Begin DOCUMENT PASSAGE

I have been in Mumbai for five years now. Have been driving for three. I have driven and ridden - in the scorching Mumbai summer, in the unforgiving torrential rains, along the potholed highways, over the innumerable flyovers, waited countless minutes at the irritating signals, dodged insouciant jaywalkers, BEST buses, greedy maamas, check nakas and the whole jazz. I can say, with some amount of experience, I have become what you may call, 'Mumbai's short fused, foul mouthed, impatient' driver next door. And when one has nothing to do while siting in the car and waiting for timeless moments to pass, one cant help but observe the world around. So, this blog is about all the specimens on Mumbai roads, that you will be delighted to ..err.. bump into.

Specimen 1: The Dogs in the window
You have seen those pet dogs traveling in the back seats of cars, with their tongues hanging out? Well, they have competition and they are called taxi drivers! Head thrust out of the window, right arm dangling from door like a hose, a red piece of wet cloth hanging out to dry, they are the undisputed kings of the road. They cut lanes like a frog jumping on hearing gushing water, give a generous blast of honking if you dare stray in their path and never short of kind words to share, in case you tell them to watch where they drive. Bombay might become Mumbai, Victoria Terminus may become Shivaji Terminus, but the Black and Yellow taxi drivers are destined to be on the roads of Mumbai for ever.

Specimen 2: The Real Estate Agents
What is the most expensive thing one can buy in this city? Real Estate of course! There is no free land here. And that's why these set of guys fight for every inch on the road, like their lives depended on it. Even in bumper to bumper traffic, if they spot a piece of open road, not occupied, they gun for it with every last bhp their engines can cough up. Even in situations where others have a clear road, if they are just let through, our land grabbers just wont let it. They will fight for that last inch and claim it.

Specimen 3: The guided cannon balls
Have you seen a canon ball fly? They fly straight, they fly fast and they are mostly found on the leftmost lanes of Mumbai's highways! They might have as well bought left hand drive cars and stayed back in the US. They don't bother about anything that may come in their way: potholes, parked vehicles, people waiting at bus stops. They just zoom past at breakneck speed, cause the cannon balls know only one rule 'Left is always right'!

Specimen 4: The Greenpeace Gang
Ever had that meeting where you just couldn't afford to be late, the anniversary dinner you wouldn't dare to miss, the trailers you loved to catch at the start of the movie? Well, they can all wait, cause the carbon saving guys are sauntering ahead of you. Not that they give a damn about the environment, they don't mind replacing petrol with third grade kerosene. Just that they see a small hint of declivity, they switch off the engines and go 'row row row your boat gently down the stream'. You could kill them if you had a gun, but I guess, punching them on the face would be the greener thing to do.

End DOCUMENT PASSAGE

— REQUIRED TASK A —
In the blog post on Mumbai drivers, on which lanes of Mumbai's highways are the "guided cannon balls" mostly found?
— REQUIRED TASK B —
Count the lines of the rows that contain the string "rugby" and give only that number.
The blog post on Mumbai drivers and the rows have no connection to each other.

Begin LISTED ENTRIES

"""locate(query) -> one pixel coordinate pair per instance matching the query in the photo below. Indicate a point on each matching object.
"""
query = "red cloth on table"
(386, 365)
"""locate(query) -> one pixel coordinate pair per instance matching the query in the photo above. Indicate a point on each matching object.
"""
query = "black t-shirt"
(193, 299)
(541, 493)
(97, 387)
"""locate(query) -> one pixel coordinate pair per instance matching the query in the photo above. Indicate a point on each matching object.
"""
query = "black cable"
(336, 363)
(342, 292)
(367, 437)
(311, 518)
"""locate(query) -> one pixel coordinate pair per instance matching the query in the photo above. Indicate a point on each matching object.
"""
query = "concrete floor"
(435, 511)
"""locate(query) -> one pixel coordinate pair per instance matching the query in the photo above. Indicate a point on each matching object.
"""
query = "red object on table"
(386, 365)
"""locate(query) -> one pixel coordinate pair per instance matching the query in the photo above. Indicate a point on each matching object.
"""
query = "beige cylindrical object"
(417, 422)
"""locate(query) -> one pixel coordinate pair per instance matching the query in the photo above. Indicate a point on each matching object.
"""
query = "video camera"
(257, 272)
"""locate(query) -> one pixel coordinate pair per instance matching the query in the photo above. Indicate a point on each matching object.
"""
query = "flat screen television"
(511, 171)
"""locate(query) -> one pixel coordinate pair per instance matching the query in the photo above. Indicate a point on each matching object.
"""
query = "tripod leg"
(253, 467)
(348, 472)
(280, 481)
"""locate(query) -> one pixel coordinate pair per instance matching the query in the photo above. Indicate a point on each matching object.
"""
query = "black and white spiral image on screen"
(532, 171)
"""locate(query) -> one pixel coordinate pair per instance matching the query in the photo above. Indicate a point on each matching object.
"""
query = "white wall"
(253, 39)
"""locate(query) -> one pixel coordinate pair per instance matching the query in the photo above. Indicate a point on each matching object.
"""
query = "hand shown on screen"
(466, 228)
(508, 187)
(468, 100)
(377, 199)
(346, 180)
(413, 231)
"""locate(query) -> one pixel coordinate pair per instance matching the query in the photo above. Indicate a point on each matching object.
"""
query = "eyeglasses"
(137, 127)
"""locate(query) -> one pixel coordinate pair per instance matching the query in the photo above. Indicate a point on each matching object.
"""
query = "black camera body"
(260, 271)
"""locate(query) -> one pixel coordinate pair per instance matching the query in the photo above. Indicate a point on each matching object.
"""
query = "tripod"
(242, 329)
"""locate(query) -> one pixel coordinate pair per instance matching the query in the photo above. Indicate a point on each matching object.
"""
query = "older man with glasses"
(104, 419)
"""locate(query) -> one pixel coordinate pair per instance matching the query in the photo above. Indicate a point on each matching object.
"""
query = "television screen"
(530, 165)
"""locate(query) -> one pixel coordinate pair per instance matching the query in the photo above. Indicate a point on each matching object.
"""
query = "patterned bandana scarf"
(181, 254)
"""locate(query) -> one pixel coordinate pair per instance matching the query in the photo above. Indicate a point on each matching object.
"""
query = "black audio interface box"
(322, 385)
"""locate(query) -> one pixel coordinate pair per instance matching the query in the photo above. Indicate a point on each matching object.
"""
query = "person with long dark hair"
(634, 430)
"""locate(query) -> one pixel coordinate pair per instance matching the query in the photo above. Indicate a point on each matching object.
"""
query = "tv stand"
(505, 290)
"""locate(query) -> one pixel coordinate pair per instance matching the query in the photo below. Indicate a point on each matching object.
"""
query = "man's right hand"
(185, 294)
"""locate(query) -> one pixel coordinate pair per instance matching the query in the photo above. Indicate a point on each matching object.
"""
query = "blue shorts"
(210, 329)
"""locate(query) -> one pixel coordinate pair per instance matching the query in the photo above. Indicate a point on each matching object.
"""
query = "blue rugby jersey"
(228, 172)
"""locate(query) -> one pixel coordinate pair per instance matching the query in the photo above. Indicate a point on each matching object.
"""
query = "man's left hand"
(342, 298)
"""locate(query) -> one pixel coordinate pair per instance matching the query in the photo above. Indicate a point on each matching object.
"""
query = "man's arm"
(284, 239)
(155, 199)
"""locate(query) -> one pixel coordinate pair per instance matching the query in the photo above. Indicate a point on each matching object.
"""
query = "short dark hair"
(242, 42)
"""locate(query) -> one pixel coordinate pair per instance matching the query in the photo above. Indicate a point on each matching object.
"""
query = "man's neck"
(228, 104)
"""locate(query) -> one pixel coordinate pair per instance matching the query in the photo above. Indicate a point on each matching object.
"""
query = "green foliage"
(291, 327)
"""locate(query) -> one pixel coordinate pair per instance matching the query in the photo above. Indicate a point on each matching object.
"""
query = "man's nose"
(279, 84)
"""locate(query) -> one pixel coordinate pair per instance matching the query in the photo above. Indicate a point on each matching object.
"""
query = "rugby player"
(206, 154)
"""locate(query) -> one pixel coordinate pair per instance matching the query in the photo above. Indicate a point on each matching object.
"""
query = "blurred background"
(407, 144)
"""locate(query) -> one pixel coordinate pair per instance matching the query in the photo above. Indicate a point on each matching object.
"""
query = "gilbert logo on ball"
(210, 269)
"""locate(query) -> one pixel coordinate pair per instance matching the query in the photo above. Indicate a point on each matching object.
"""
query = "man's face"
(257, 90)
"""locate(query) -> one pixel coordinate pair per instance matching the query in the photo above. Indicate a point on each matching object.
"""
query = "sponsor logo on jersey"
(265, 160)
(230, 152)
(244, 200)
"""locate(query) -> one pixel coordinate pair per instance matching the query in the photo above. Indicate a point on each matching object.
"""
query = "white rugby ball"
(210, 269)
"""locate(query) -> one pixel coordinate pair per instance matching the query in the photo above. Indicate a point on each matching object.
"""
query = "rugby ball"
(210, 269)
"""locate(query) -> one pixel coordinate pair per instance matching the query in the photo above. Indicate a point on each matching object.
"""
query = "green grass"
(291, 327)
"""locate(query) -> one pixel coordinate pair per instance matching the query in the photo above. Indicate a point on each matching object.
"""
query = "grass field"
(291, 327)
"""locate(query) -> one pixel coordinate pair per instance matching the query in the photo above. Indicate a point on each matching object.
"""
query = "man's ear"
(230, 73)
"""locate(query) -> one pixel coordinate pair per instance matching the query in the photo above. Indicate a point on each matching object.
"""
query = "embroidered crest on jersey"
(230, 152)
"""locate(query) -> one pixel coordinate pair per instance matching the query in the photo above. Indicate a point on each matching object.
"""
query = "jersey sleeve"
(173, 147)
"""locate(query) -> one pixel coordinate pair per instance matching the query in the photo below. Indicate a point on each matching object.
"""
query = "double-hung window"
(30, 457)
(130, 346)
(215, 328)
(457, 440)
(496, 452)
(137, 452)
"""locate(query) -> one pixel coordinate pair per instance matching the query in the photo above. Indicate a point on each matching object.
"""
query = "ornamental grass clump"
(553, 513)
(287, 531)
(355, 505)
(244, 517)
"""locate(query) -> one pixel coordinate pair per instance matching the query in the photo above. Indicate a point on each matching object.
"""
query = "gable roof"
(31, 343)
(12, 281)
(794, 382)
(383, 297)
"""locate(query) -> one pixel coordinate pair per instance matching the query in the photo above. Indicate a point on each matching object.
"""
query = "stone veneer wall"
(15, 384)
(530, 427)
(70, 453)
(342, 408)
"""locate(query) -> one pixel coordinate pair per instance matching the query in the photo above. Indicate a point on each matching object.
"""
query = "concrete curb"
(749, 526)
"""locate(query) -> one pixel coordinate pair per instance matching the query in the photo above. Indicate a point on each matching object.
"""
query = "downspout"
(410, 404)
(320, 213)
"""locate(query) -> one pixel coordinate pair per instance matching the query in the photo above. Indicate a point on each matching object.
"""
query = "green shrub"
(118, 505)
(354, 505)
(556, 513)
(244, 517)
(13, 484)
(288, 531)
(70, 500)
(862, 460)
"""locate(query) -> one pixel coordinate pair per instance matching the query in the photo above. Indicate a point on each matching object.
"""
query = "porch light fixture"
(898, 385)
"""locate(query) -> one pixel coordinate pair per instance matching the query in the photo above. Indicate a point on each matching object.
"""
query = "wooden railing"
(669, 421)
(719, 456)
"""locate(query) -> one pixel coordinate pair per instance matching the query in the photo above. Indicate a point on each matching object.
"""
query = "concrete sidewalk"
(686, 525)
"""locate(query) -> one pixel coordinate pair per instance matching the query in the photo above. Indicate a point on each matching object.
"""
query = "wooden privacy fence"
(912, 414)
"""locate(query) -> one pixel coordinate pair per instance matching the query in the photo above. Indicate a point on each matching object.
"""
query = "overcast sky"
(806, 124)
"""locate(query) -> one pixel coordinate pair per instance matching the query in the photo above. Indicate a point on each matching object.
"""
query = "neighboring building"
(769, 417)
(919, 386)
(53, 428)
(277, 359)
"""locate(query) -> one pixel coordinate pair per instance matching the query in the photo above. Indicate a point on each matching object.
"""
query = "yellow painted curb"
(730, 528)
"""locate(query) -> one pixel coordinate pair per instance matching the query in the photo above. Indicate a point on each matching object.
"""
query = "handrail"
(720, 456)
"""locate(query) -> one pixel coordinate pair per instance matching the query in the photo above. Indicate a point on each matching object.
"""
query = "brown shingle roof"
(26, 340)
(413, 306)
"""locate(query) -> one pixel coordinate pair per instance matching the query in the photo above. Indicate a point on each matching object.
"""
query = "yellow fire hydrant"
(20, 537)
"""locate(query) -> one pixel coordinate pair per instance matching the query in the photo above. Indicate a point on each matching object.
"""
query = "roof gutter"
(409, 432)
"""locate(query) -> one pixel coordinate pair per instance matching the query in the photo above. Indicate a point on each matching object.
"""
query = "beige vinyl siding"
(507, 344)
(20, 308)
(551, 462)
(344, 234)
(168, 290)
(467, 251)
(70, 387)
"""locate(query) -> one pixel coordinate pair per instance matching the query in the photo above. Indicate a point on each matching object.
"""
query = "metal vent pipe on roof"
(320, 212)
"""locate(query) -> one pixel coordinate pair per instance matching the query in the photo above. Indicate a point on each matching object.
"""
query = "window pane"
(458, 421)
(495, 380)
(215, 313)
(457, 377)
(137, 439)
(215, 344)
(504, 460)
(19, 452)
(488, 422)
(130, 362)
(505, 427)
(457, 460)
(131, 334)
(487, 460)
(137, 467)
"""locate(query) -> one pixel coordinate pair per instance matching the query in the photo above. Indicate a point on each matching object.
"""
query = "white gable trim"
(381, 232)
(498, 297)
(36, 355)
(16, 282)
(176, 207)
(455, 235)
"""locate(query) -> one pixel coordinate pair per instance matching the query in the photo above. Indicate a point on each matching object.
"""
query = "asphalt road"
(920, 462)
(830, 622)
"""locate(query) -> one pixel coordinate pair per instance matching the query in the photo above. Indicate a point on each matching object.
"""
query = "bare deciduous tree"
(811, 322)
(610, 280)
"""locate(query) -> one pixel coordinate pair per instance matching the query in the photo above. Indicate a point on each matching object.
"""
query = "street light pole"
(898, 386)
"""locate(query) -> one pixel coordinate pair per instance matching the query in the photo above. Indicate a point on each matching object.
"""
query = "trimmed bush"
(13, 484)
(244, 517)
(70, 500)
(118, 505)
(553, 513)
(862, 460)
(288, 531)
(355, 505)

End LISTED ENTRIES

— FULL OUTPUT A —
The leftmost lanes.

— FULL OUTPUT B —
4